**What this task involves**:
Starting at the line that contains "Labeling guideline: the concrete" and ending at the last line of the data, write out every line again, guideline lines included. Raise each bounding-box coordinate in the answers by 120, and give only these lines.

-- BEGIN Source material --

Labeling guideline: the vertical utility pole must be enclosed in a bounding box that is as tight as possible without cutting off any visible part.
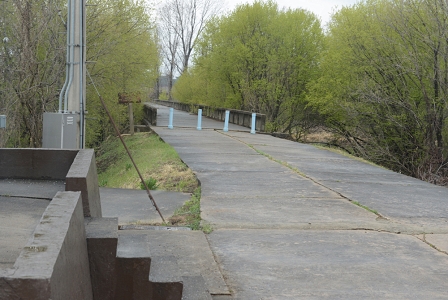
[64,0,86,149]
[42,0,86,149]
[66,0,86,149]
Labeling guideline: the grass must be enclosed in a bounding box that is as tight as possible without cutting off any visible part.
[96,133,198,193]
[169,188,213,233]
[96,133,213,233]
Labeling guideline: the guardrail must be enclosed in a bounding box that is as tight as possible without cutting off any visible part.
[149,100,266,132]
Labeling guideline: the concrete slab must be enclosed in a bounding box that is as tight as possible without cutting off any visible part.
[228,133,448,222]
[150,106,448,299]
[424,234,448,254]
[209,230,448,300]
[120,230,229,294]
[100,188,191,225]
[0,196,50,268]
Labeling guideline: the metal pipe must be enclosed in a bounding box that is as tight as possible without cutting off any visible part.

-- END Source material --

**Full output**:
Labeling guideline: the concrete slab must be enclosed in a bounding box that is as tight as possible without cutting off any visible part.
[348,253,568,342]
[270,226,568,419]
[544,354,568,374]
[329,350,568,420]
[240,350,349,414]
[220,308,311,345]
[120,316,170,388]
Labeling guideline: the metal pipe must be enclosed in a bounding box that is as tight as possible without cutting off any visible part.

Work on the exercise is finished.